### Geëxtraheerde tekst
━━━━━━━━

Voor zover in de tenlastelegging taal- en/of schrijffouten voorkomen, zijn deze verbeterd. Verdachte is hierdoor niet in de verdediging geschaad.

5.De strafbaarheid van de feiten

De bewezen geachte feiten zijn volgens de wet strafbaar. Het bestaan van een rechtvaardigingsgrond is niet aannemelijk geworden.

6.De strafbaarheid van verdachte

Er is geen omstandigheid aannemelijk geworden die de strafbaarheid van verdachte uitsluit. Verdachte is dan ook strafbaar.

7.Motivering van de straf en maatregel

7.1.
De eis van de officier van justitie
De officier van justitie heeft gevorderd dat verdachte voor de door haar bewezen geachte feiten zal worden veroordeeld tot een gevangenisstraf van twaalf maanden, waarvan drie maanden voorwaardelijk, met aftrek van het voorarrest en een proeftijd van twee jaren. Daarnaast heeft de officier van justitie als bijzondere voorwaarden gevorderd een contactverbod met aangeefster en haar familie en een locatieverbod voor de woning, het werk en de school van aangeefster.
Verder heeft de officier van justitie gevorderd dat een contact- en gebiedsverbod als vrijheidsbeperkende maatregel in de zin van artikel 38v van het Wetboek van Strafrecht (Sr) aan verdachte wordt opgelegd voor de duur van drie jaar. Deze vrijheidsbeperkende maatregel heeft dezelfde inhoud als de geëiste bijzondere voorwaarden. De officier van justitie heeft gevraagd per overtreding veertien dagen hechtenis met een wettelijk maximum van zes maanden toe te passen.
De officier van justitie heeft de dadelijke uitvoerbaarheid van de bijzondere voorwaarden en van de vrijheidsbeperkende maatregel verzocht.
7.2.
Het standpunt van de verdediging
Bij een bewezenverklaring van de ten laste gelegde feiten vindt de verdediging een gevangenisstraf gelijk aan het voorarrest passend, eventueel gecombineerd met een voorwaardelijke gevangenisstraf of een taakstraf. De verdediging heeft geen bezwaar tegen het opleggen van een contactverbod met aangeefster en haar ouders. De verdediging verzoekt geen locatieverbod op te leggen, nu dit kan resulteren in een te grote beperking van de bewegingsvrijheid van verdachte.
7.3.
Het oordeel van de rechtbank
De hierna te noemen strafoplegging is in overeenstemming met de ernst van het bewezen geachte, de omstandigheden waaronder dit is begaan en de persoon van verdachte, zoals daarvan ter terechtzitting is gebleken.
De rechtbank heeft bij de keuze tot het opleggen van een vrijheidsbenemende straf en bij de vaststelling van de duur daarvan in het bijzonder het volgende laten meewegen.

━━━━━━━━

### Te beoordelen gegevens
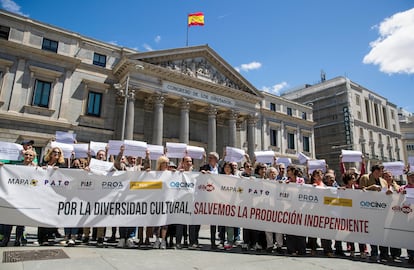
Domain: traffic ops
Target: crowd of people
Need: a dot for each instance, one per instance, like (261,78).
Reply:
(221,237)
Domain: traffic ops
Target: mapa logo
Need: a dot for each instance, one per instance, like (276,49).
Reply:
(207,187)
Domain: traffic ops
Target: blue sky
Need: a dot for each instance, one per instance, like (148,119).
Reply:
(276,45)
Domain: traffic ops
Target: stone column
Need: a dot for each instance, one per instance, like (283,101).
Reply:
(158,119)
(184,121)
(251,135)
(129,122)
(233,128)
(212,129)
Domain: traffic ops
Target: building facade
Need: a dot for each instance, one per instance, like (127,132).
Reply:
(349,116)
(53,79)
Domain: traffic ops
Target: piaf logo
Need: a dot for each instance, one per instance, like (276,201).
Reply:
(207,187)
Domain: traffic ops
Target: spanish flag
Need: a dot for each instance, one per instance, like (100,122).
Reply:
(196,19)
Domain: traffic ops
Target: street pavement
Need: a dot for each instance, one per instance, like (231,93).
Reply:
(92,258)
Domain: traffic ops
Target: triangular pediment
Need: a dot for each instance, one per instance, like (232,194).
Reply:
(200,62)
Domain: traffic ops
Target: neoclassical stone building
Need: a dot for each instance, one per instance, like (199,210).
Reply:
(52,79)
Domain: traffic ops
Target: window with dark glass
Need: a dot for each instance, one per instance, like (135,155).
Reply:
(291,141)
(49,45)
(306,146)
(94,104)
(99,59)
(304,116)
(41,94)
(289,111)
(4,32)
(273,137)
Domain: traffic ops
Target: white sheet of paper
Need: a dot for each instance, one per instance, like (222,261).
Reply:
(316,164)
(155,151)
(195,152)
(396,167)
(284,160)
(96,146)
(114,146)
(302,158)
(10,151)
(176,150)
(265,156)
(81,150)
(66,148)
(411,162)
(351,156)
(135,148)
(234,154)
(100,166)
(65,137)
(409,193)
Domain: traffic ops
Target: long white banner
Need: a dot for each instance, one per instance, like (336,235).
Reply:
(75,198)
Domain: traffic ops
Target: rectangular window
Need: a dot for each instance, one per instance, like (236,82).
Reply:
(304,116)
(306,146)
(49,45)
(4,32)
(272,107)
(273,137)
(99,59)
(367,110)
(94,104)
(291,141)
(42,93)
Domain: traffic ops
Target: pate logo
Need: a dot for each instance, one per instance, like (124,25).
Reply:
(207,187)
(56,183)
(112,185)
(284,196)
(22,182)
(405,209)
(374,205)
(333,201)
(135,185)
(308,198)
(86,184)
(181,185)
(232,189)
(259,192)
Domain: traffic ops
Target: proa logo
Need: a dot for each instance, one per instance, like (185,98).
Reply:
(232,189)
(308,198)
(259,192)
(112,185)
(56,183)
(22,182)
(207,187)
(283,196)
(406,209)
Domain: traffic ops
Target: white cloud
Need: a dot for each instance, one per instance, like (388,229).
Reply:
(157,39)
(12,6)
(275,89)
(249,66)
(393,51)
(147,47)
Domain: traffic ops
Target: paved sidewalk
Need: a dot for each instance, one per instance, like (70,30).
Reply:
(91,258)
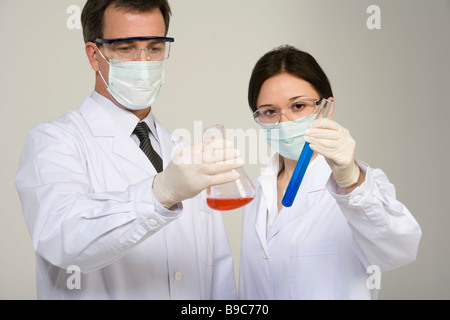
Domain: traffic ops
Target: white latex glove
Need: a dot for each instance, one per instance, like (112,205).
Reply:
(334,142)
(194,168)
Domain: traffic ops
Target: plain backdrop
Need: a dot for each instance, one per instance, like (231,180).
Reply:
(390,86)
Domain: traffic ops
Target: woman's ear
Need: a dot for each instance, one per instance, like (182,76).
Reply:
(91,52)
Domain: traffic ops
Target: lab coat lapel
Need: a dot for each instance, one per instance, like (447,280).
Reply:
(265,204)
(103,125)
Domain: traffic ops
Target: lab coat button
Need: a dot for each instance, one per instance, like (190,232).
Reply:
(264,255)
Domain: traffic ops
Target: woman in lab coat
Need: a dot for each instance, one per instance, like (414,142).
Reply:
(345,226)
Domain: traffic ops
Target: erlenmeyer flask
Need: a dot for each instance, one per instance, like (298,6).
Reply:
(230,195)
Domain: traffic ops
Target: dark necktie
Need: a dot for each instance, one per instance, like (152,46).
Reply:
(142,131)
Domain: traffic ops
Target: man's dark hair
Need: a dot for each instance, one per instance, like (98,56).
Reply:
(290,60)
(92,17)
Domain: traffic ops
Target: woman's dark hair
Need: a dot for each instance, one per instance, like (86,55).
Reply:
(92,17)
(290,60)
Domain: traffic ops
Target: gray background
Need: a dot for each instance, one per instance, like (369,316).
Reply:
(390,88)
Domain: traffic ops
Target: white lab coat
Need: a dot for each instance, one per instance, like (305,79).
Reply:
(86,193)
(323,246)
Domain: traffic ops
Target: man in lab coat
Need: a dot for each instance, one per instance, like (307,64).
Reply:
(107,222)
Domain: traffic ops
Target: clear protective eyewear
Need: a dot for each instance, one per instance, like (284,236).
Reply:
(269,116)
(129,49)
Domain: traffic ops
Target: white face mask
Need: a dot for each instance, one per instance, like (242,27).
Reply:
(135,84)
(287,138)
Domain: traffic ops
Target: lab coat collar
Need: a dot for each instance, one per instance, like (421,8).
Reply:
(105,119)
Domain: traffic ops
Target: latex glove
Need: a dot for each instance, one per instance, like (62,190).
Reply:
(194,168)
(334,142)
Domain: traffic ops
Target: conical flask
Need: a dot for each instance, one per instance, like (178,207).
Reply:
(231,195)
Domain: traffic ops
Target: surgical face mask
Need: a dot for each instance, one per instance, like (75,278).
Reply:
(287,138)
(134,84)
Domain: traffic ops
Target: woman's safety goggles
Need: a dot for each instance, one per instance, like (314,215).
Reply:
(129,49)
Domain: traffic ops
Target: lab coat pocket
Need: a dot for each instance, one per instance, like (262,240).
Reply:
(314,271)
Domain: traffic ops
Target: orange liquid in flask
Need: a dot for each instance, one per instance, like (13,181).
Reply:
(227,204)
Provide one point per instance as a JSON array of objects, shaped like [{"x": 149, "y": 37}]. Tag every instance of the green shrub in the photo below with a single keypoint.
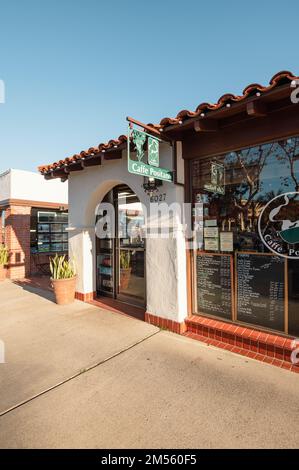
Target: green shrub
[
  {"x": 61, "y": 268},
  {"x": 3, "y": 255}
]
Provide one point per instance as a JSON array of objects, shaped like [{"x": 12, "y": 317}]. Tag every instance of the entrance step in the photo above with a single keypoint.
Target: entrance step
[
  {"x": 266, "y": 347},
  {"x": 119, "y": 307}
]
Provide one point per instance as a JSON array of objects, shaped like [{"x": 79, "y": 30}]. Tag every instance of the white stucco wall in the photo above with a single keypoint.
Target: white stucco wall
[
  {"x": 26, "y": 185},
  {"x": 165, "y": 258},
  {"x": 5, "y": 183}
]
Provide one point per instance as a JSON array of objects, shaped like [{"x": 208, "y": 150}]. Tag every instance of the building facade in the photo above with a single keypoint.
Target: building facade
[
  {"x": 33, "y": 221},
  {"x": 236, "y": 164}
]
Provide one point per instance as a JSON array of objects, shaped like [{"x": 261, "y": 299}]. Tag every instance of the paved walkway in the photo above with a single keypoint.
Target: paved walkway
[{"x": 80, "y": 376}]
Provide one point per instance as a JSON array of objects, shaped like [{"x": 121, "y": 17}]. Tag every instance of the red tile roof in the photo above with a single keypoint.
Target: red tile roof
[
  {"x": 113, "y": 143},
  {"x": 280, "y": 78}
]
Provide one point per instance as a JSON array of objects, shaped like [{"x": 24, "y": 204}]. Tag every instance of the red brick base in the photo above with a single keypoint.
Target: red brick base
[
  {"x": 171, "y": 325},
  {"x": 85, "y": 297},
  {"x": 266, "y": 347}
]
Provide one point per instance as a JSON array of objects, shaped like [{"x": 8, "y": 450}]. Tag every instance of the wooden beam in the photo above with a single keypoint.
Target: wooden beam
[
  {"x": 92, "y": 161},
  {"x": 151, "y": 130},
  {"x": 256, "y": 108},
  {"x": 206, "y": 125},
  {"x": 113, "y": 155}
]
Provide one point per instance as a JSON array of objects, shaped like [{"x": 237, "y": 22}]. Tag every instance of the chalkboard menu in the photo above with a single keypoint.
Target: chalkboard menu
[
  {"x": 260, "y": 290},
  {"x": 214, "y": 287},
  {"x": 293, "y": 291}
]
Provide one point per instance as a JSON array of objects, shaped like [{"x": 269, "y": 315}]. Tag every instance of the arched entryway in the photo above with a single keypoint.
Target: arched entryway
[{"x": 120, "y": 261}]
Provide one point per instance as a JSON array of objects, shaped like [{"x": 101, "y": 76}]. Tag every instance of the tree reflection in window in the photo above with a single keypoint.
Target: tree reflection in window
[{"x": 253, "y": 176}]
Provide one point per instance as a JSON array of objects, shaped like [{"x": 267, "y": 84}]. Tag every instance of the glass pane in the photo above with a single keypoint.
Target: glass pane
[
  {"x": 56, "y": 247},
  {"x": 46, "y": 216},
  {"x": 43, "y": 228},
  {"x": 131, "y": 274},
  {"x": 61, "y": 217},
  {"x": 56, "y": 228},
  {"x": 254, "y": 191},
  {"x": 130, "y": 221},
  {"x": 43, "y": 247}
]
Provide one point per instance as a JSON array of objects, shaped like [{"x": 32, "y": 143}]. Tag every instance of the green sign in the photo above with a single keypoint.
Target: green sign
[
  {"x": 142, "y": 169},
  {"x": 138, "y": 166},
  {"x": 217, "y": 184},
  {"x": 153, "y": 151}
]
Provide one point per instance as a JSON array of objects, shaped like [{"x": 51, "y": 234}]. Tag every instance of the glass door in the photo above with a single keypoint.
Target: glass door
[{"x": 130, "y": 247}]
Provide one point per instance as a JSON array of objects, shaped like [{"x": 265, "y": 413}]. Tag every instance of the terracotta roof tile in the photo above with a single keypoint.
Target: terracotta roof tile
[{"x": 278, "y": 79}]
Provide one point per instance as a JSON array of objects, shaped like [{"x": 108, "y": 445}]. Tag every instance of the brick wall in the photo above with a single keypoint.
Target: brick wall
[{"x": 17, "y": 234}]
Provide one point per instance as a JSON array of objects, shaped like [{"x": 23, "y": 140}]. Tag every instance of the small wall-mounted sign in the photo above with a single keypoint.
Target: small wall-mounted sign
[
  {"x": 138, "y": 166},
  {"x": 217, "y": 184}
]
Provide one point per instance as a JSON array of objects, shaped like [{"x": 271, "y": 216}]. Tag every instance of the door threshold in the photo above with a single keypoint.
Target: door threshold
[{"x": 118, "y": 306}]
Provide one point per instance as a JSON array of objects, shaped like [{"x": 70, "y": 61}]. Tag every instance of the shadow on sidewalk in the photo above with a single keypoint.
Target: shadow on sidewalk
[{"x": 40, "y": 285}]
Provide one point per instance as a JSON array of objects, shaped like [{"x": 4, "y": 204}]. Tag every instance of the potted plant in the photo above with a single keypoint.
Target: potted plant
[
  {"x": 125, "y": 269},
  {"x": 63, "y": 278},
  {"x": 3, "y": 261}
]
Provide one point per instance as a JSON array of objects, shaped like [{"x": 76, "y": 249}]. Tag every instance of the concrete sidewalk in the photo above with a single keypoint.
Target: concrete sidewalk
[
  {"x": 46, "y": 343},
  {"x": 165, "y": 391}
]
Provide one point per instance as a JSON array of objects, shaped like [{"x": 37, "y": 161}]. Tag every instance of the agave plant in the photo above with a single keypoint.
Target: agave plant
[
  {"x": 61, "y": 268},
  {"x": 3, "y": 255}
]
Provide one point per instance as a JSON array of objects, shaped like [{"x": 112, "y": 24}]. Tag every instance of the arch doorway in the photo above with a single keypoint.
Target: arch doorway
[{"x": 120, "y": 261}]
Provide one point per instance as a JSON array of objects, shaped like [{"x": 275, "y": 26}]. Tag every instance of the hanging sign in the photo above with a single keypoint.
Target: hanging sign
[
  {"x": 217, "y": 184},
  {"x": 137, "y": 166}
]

━━━━━━━━

### Opdracht
Schrijf alsjeblieft het vervolg van het strafvonnis, te beginnen na de laatste zin van de tekst. De records zijn afkomstig uit een andere bron.

### Resultaat
Verdachte heeft zich schuldig gemaakt aan mishandeling, opzettelijke vrijheidsberoving en bedreiging van aangeefster. Door zo te handelen heeft verdachte een ontoelaatbare inbreuk gemaakt op de persoonlijke levenssfeer van het slachtoffer en haar gevoel van veiligheid. De ervaring leert dat slachtoffers van dergelijke strafbare feiten nog lange tijd de nadelige psychische gevolgen ondervinden van wat hen is overkomen. Dit blijkt ook uit de slachtofferverklaring die namens het slachtoffer op de zitting is afgelegd. In deze zaak valt de lange duur van de vrijheidsberoving op, waarbij verdachte het slachtoffer op verschillende momenten heeft mishandeld. Het moet voor het slachtoffer een verschrikkelijke, angstige nacht zijn geweest.
Uit het strafblad van verdachte van 17 juli 2023 blijkt dat verdachte de afgelopen vijf jaren niet voor soortgelijke strafbare feiten is veroordeeld.
De rechtbank heeft kennis genomen van het reclasseringsrapport van 2 maart 2023, waarin geadviseerd wordt een contact- en locatieverbod met het slachtoffer op te leggen.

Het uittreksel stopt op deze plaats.